▶ ACTIVITY:
How many of the lines below contain "yellow"? Reply with only that figure.

++++++++++

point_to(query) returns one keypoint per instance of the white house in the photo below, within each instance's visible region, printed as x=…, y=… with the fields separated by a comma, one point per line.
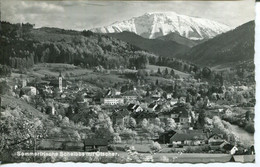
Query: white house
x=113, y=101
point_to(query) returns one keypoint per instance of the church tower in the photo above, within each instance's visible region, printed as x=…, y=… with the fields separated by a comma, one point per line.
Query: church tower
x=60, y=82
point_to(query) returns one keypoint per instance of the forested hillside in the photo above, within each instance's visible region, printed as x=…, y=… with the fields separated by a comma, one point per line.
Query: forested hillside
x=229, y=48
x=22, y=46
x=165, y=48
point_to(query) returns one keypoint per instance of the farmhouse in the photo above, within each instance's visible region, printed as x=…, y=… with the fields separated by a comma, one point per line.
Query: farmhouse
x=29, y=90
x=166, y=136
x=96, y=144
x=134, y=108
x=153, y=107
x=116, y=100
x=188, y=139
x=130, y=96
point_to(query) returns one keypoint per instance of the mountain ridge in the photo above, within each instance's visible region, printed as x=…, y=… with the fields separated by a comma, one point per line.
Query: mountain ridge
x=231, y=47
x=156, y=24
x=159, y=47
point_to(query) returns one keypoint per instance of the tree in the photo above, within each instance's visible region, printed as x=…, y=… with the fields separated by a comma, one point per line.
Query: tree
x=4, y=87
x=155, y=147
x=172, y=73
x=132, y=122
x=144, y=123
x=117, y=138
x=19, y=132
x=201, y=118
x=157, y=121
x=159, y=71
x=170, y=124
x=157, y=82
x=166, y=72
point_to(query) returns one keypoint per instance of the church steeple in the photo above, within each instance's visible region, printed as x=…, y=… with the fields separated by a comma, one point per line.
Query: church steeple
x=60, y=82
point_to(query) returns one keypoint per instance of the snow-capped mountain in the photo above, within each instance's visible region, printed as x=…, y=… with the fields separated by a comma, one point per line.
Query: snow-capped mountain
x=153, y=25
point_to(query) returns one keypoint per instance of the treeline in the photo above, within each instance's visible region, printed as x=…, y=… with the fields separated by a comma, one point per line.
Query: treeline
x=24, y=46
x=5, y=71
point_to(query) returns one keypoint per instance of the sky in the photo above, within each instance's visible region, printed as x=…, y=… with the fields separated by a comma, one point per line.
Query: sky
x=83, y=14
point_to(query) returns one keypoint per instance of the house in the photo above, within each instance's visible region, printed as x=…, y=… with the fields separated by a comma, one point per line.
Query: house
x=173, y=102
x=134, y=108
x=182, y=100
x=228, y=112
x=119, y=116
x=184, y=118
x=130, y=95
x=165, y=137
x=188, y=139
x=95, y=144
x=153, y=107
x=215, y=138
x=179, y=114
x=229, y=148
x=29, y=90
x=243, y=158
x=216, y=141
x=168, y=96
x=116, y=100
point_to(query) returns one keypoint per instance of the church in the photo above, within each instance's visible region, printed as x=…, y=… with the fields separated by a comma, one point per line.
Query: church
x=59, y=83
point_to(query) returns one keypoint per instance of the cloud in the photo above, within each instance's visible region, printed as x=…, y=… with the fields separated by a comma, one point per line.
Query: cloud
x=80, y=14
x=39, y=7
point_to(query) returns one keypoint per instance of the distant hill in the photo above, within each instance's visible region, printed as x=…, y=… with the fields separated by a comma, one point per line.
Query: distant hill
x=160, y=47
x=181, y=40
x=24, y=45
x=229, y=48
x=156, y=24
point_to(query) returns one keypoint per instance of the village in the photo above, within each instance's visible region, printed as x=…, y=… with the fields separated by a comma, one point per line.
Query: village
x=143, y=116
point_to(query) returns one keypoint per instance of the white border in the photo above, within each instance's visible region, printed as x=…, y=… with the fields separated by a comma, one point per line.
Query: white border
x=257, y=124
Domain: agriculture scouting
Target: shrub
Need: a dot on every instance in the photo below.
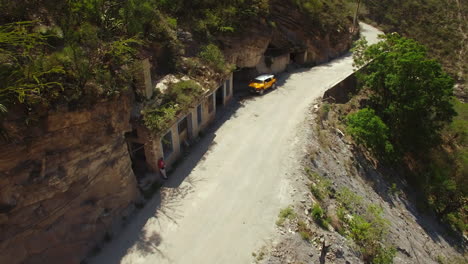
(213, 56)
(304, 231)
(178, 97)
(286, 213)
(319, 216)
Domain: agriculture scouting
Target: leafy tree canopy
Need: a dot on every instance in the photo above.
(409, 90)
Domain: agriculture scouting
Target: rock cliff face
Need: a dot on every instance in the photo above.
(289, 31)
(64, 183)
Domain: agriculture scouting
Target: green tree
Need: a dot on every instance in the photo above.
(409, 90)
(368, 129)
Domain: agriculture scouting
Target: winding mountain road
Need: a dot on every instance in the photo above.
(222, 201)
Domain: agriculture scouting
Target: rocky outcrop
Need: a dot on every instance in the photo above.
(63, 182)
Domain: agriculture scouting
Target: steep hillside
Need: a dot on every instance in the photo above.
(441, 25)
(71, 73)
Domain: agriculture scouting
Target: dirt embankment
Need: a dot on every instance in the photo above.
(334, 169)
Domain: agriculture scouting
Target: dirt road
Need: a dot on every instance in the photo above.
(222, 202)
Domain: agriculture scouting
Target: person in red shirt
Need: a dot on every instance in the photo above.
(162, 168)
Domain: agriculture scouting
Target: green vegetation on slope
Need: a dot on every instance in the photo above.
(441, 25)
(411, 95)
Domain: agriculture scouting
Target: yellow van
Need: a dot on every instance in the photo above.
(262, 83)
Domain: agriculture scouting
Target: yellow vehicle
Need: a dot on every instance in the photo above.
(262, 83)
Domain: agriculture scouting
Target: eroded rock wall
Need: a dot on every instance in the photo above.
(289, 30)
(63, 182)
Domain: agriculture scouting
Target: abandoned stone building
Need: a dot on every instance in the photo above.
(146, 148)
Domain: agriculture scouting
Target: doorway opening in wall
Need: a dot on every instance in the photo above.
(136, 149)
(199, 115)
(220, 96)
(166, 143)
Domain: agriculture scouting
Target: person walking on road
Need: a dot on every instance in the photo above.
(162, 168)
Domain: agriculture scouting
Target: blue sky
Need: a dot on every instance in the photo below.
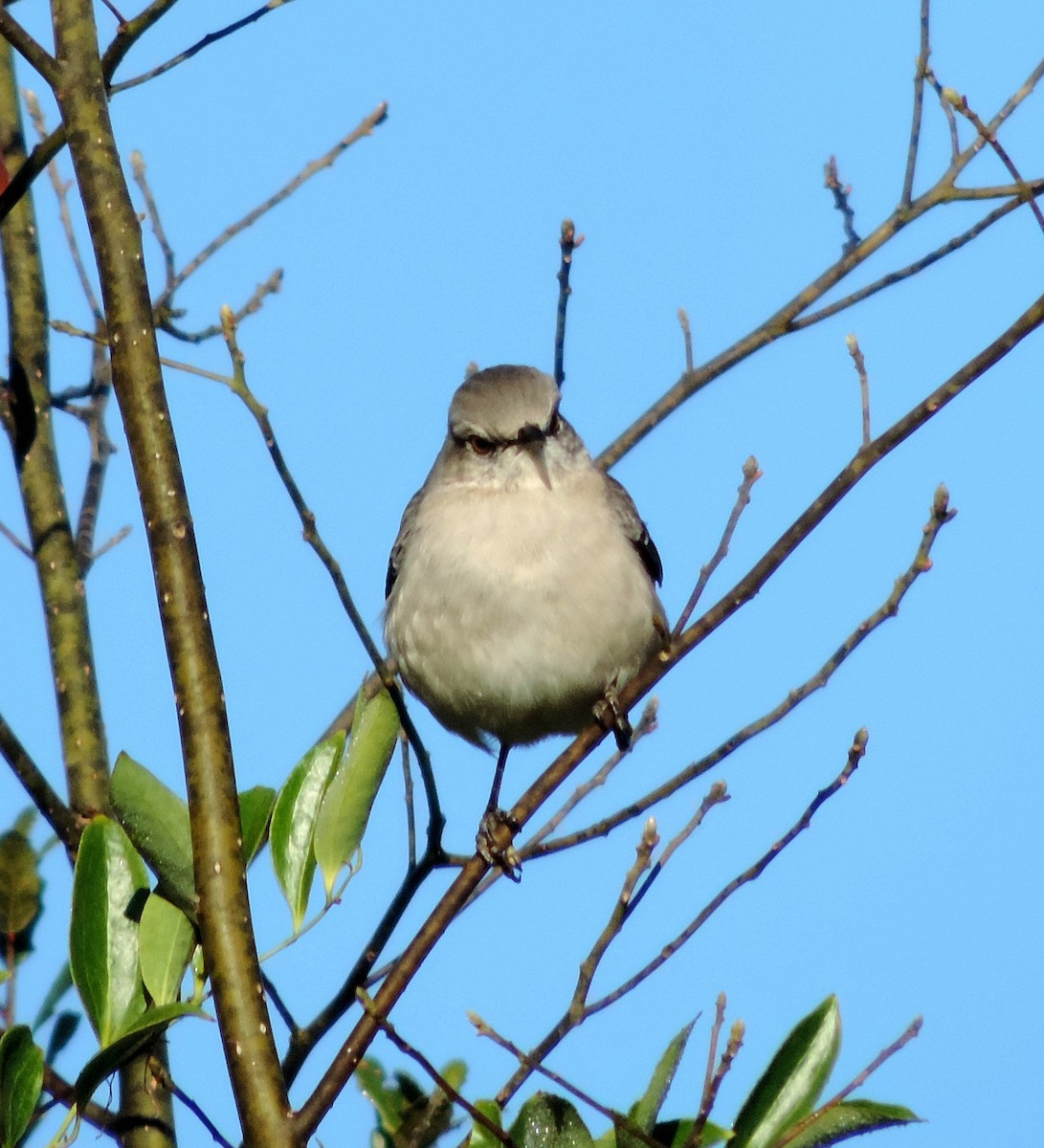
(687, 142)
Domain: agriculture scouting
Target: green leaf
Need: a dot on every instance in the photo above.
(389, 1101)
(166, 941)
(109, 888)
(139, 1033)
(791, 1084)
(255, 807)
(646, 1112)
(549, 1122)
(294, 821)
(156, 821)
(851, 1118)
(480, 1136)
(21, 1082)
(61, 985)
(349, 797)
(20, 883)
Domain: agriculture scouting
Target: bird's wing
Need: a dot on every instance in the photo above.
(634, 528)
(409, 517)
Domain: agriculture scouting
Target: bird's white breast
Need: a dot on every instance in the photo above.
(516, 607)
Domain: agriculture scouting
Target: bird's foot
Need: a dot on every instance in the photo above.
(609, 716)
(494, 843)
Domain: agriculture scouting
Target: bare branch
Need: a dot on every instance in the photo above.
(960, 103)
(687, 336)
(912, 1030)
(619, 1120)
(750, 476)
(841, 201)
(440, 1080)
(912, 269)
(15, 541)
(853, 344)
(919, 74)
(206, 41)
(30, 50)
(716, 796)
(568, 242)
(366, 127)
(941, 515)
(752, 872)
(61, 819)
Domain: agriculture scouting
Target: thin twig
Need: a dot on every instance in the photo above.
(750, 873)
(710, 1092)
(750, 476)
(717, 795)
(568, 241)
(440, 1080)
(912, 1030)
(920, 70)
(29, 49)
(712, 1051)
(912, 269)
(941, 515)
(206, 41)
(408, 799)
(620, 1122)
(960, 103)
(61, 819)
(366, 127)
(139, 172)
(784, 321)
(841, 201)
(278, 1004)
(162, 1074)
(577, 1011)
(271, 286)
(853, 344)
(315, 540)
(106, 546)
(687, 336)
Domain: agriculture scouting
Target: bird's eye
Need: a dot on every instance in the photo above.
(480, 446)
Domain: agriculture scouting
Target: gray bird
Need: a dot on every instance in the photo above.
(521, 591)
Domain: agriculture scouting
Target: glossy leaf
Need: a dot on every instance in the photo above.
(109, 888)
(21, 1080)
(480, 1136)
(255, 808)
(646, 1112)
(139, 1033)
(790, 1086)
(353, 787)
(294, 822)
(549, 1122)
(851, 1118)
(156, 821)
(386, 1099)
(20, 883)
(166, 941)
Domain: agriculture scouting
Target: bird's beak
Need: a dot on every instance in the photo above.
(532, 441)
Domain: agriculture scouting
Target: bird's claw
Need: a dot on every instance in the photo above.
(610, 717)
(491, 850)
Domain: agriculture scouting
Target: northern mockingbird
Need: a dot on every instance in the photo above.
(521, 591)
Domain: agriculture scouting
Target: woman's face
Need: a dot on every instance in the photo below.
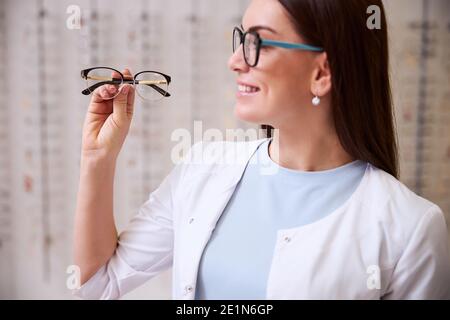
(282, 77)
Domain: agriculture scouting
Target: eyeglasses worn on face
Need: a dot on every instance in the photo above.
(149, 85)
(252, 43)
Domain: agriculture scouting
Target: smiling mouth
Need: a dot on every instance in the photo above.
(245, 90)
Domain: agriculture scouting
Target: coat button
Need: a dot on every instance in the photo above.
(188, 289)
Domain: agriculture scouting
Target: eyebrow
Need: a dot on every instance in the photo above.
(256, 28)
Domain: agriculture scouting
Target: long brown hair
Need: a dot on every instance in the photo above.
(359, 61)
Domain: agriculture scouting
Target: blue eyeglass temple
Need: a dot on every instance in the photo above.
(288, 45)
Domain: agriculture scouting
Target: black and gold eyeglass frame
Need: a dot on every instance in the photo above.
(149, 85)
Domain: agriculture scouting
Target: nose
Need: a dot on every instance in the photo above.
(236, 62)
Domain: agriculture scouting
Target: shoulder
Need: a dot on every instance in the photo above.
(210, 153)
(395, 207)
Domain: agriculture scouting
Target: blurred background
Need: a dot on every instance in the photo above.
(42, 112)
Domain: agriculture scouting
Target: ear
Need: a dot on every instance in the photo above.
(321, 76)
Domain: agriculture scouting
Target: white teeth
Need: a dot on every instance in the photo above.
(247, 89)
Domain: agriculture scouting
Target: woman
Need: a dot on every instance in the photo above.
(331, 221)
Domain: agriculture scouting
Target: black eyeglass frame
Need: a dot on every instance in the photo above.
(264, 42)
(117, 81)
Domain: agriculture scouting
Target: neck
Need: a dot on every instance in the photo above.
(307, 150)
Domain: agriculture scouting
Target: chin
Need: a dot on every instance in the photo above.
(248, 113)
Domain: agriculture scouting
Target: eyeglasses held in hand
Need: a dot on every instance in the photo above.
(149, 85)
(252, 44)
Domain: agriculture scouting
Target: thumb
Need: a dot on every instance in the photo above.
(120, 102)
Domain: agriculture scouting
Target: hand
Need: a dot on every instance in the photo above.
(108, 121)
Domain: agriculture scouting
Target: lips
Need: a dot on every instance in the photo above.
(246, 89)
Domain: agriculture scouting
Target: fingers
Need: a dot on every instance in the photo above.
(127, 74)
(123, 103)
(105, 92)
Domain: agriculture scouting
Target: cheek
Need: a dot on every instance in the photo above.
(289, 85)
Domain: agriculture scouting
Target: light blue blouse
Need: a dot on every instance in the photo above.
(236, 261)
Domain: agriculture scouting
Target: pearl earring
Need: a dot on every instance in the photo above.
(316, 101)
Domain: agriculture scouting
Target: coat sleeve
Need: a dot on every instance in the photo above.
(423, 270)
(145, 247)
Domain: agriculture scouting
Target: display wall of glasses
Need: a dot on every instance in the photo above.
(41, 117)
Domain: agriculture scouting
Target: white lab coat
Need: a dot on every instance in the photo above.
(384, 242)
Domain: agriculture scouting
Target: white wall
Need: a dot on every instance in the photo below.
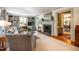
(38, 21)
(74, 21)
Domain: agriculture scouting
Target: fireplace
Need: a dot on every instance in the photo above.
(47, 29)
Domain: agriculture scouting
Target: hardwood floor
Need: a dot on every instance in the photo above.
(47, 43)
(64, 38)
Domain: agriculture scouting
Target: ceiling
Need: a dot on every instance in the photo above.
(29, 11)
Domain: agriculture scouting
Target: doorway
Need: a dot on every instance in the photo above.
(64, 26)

++++++++++

▶ RESPONSE TO THE EXERCISE:
2